Leave every image behind and restate the data word for word.

Dataset entries:
────────────────────
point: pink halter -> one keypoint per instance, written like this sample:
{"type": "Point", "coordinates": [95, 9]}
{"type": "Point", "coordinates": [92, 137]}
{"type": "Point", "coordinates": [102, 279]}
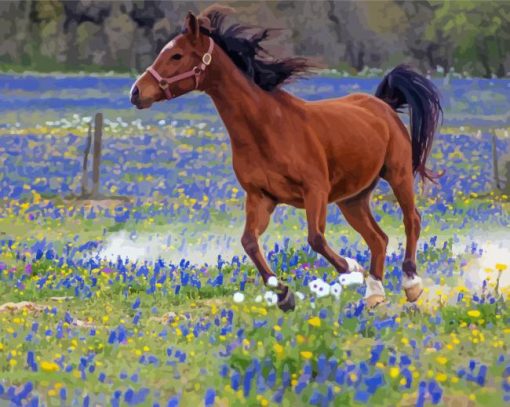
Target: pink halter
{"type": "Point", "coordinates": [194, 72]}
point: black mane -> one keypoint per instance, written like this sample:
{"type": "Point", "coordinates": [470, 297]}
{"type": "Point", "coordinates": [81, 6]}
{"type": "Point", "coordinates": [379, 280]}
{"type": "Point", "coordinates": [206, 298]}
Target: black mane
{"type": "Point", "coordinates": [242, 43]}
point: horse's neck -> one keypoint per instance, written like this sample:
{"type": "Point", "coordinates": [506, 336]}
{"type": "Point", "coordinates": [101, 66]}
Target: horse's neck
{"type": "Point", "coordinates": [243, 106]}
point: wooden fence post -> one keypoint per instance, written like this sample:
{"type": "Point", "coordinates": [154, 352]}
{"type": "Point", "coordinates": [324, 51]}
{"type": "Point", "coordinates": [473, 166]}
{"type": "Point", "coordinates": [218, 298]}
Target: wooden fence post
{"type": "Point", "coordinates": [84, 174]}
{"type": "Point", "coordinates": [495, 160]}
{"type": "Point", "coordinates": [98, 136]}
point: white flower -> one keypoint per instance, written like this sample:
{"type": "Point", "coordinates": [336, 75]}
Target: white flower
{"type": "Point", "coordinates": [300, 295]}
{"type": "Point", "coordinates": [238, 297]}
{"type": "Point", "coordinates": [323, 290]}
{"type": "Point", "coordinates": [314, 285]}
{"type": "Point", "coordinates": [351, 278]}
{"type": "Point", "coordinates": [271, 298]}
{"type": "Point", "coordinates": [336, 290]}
────────────────────
#### WRITTEN RESPONSE
point: pink halter -> one keypoint per instance, written like this sample:
{"type": "Point", "coordinates": [95, 9]}
{"type": "Point", "coordinates": [92, 137]}
{"type": "Point", "coordinates": [102, 279]}
Target: pink halter
{"type": "Point", "coordinates": [194, 72]}
point: black mane -> one keypoint per instance, written like this sample:
{"type": "Point", "coordinates": [470, 297]}
{"type": "Point", "coordinates": [81, 6]}
{"type": "Point", "coordinates": [379, 280]}
{"type": "Point", "coordinates": [206, 298]}
Target: black mane
{"type": "Point", "coordinates": [242, 43]}
point: horse's neck -> one keypoint per instance, written like this sample:
{"type": "Point", "coordinates": [506, 336]}
{"type": "Point", "coordinates": [101, 66]}
Target: horse's neck
{"type": "Point", "coordinates": [243, 106]}
point: wooden fence post -> one keypoint per instance, written like this sample:
{"type": "Point", "coordinates": [154, 352]}
{"type": "Point", "coordinates": [324, 51]}
{"type": "Point", "coordinates": [473, 166]}
{"type": "Point", "coordinates": [218, 298]}
Target: wooden fence post
{"type": "Point", "coordinates": [84, 174]}
{"type": "Point", "coordinates": [495, 160]}
{"type": "Point", "coordinates": [98, 136]}
point: white flower -> one keypoint per instance, written like this sample:
{"type": "Point", "coordinates": [336, 75]}
Target: white flower
{"type": "Point", "coordinates": [300, 295]}
{"type": "Point", "coordinates": [238, 297]}
{"type": "Point", "coordinates": [323, 290]}
{"type": "Point", "coordinates": [314, 285]}
{"type": "Point", "coordinates": [351, 278]}
{"type": "Point", "coordinates": [271, 298]}
{"type": "Point", "coordinates": [336, 290]}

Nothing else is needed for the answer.